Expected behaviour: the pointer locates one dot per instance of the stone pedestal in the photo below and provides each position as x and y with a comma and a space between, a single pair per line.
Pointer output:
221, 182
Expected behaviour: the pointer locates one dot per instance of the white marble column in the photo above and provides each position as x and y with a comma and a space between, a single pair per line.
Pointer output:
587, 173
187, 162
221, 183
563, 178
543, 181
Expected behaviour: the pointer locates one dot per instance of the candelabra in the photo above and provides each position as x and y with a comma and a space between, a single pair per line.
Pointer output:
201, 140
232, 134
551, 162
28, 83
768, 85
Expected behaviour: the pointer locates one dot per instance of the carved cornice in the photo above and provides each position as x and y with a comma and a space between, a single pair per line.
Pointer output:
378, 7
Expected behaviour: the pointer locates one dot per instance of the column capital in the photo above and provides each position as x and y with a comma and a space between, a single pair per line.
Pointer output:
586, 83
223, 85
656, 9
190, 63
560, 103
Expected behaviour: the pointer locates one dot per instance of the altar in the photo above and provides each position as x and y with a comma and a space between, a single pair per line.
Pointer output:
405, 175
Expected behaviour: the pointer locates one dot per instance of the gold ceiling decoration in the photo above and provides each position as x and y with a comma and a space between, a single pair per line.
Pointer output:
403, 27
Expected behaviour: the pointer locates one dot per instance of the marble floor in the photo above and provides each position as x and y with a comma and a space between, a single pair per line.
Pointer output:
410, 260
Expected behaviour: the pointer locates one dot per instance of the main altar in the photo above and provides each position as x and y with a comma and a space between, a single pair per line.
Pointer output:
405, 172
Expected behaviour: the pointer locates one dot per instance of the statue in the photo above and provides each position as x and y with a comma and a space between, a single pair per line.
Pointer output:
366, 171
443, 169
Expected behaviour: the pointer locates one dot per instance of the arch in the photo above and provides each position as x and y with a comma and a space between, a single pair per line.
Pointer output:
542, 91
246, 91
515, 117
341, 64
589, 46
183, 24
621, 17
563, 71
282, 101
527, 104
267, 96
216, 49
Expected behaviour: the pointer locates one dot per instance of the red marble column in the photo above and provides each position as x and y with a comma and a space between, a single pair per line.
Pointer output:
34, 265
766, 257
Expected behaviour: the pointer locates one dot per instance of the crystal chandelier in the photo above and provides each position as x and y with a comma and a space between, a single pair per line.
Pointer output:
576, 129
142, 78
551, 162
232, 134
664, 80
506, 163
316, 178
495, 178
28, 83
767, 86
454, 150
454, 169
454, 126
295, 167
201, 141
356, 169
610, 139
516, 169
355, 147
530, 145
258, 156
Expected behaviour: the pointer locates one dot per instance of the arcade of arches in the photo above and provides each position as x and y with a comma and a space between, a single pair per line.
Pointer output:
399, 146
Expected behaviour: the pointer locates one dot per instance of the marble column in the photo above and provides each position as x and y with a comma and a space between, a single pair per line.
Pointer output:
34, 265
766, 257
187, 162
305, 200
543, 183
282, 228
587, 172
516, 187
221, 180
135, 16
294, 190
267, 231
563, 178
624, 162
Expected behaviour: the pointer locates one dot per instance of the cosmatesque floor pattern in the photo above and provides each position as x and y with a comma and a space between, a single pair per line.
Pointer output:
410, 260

# # # # # # #

Return each line of the material in which the string "column" can be found.

Expected behaviour: the pointer locates one dot per instance of the white marble column in the photo above and provides each position as x and y with a comma and a space between, a single pair per line.
Expected behaviour: the pointer locates one dot per instance of the column capital in the photo above and provides each position as x and y with a comma and a space between, a single pair per line.
Expected behaviour: the pointer locates one dot per instance of the red marble column in the photo above and provides each position as x and y with a comma and a space between, a single pair per line.
Expected behaviour: the pointer locates one dot per instance of the marble column in the photo above and provides each position as x and y with a comma and a space between, a single pair per line.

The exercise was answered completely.